__WORKING DATA__.
□ □ □ □ □

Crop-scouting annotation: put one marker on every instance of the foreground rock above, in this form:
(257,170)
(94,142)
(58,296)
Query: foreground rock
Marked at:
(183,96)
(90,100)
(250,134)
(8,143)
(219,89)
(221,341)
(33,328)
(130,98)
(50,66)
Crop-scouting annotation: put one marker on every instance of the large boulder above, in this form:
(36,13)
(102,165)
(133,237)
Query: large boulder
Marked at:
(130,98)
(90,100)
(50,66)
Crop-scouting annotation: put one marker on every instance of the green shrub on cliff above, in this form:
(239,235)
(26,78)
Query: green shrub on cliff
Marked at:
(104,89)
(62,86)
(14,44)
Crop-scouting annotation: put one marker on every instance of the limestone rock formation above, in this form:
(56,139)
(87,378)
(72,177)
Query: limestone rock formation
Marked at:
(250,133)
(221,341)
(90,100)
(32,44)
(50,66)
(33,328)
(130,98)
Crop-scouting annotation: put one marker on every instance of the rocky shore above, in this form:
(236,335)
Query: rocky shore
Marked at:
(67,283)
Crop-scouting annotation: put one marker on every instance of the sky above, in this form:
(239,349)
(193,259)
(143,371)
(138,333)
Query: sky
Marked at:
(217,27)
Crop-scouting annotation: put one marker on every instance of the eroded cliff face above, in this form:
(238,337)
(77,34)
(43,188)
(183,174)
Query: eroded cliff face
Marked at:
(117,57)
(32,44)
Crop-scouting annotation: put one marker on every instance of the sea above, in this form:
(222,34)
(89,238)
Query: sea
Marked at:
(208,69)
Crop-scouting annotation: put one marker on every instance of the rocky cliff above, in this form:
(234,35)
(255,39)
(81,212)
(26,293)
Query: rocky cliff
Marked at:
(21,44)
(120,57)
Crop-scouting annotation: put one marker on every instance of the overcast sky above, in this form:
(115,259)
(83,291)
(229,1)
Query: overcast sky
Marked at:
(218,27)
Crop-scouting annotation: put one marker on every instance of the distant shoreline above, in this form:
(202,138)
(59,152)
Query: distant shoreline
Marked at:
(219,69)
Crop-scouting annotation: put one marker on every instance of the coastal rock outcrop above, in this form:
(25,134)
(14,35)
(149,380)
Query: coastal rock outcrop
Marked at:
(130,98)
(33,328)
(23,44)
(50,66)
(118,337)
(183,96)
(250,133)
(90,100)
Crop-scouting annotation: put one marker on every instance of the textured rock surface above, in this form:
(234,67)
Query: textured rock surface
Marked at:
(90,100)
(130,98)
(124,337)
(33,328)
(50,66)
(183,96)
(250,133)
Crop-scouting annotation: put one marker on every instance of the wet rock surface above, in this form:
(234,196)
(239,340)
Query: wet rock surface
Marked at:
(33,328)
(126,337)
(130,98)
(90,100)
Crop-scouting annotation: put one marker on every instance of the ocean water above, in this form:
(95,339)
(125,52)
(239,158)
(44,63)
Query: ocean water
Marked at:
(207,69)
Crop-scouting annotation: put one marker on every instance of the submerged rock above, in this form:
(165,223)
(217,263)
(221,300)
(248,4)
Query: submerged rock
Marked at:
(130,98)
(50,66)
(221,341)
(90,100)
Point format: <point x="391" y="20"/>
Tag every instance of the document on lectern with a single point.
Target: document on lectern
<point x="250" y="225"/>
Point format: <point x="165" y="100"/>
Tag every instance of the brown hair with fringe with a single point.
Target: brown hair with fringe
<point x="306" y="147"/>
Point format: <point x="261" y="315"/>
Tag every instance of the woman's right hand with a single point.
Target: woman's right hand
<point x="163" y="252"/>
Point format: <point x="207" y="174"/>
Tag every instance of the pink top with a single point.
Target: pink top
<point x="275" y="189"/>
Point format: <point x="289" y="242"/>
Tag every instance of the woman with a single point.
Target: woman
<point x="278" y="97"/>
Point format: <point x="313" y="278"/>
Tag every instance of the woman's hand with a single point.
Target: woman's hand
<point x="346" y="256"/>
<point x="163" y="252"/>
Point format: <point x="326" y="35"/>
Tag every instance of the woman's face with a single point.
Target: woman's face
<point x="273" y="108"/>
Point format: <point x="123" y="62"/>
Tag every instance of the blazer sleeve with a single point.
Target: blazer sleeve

□ □ □ □ □

__EXERCISE OBJECTIVE__.
Return all of the entries exactly as written.

__COMPLETED TASK__.
Crop-scouting annotation: put one marker on every instance of the foreground rock above, in this form:
(257,170)
(94,142)
(58,296)
Query: foreground rock
Marked at:
(183,96)
(90,100)
(250,134)
(8,143)
(219,89)
(221,341)
(33,328)
(130,98)
(50,66)
Crop-scouting annotation: put one marker on every instance of the large boulder above, in this form:
(36,13)
(102,165)
(133,237)
Query: large boulder
Marked at:
(130,98)
(90,100)
(50,66)
Crop-scouting annotation: put one marker on every instance of the green shrub on cliff above, in this form:
(239,235)
(26,78)
Query: green shrub on cliff
Marked at:
(104,89)
(62,86)
(14,44)
Crop-scouting annotation: put one marker on every instance of the limestone rock formation above, in this form:
(56,139)
(87,378)
(72,177)
Query: limestone rock formation
Marked at:
(250,133)
(221,341)
(90,100)
(32,44)
(50,66)
(33,328)
(130,98)
Crop-scouting annotation: put one marker on every instance of the rocky shore above, in this form:
(236,335)
Query: rocky shore
Marked at:
(67,283)
Crop-scouting annotation: put one marker on every instance of the sky above, in this form:
(239,349)
(193,259)
(143,371)
(138,333)
Query: sky
Marked at:
(217,27)
Crop-scouting annotation: put one marker on every instance of the eroded cliff face above, in this form:
(238,337)
(77,34)
(43,188)
(183,174)
Query: eroded cliff face
Marked at:
(117,57)
(32,44)
Crop-scouting annotation: put one marker on every instance of the sea above, in this form:
(222,34)
(89,238)
Query: sea
Marked at:
(208,69)
Crop-scouting annotation: put one marker on every instance of the rocky cliff above, in this form:
(234,35)
(255,39)
(81,212)
(26,293)
Query: rocky cliff
Marked at:
(21,44)
(120,57)
Crop-scouting annotation: put one marker on every instance of the overcast sky above, in this form:
(115,259)
(83,291)
(229,1)
Query: overcast sky
Marked at:
(218,27)
Crop-scouting annotation: put one marker on every instance of the distant shoreline above, in this form:
(202,138)
(59,152)
Query: distant shoreline
Marked at:
(219,69)
Crop-scouting annotation: put one marker on every instance of the coastal rock outcrop above, in this form:
(25,134)
(14,35)
(149,380)
Query: coastal rock outcrop
Marked at:
(130,98)
(33,328)
(23,44)
(50,66)
(118,337)
(183,96)
(250,133)
(90,100)
Crop-scouting annotation: put one marker on every instance of the textured rock surface above, in this form:
(234,67)
Query: textured rock surface
Marked at:
(90,100)
(130,98)
(124,337)
(33,328)
(50,66)
(183,96)
(250,133)
Crop-scouting annotation: put one marker on every instance of the wet rock surface above, in this form:
(234,196)
(239,340)
Query: wet rock surface
Marked at:
(33,328)
(126,337)
(130,98)
(90,100)
Crop-scouting annotation: put one marker on every instance of the ocean water above, in this form:
(95,339)
(125,52)
(239,158)
(44,63)
Query: ocean water
Marked at:
(207,69)
Crop-scouting annotation: put one marker on every instance of the submerged rock above, in this form:
(165,223)
(217,263)
(221,300)
(248,4)
Query: submerged rock
Marked at:
(130,98)
(50,66)
(221,341)
(90,100)
Point format: <point x="391" y="20"/>
Tag every instance of the document on lectern with a single point.
Target: document on lectern
<point x="250" y="225"/>
Point format: <point x="165" y="100"/>
Tag every instance of the brown hair with fringe with a single point.
Target: brown hair with fringe
<point x="306" y="147"/>
Point format: <point x="261" y="315"/>
Tag every instance of the woman's right hand with a single point.
Target: woman's right hand
<point x="163" y="252"/>
Point format: <point x="207" y="174"/>
Tag every instance of the pink top with a single point.
Target: pink top
<point x="275" y="189"/>
Point format: <point x="289" y="242"/>
Tag every instance of the woman with a single point.
Target: woman
<point x="278" y="97"/>
Point format: <point x="313" y="278"/>
Tag every instance of the woman's hand with a single point.
Target: woman's hand
<point x="346" y="256"/>
<point x="163" y="252"/>
Point format: <point x="326" y="35"/>
Tag every instance of the woman's face with a single point.
Target: woman's face
<point x="273" y="108"/>
Point format: <point x="123" y="62"/>
Tag every instance of the blazer sleeve with a single point.
Target: blazer sleeve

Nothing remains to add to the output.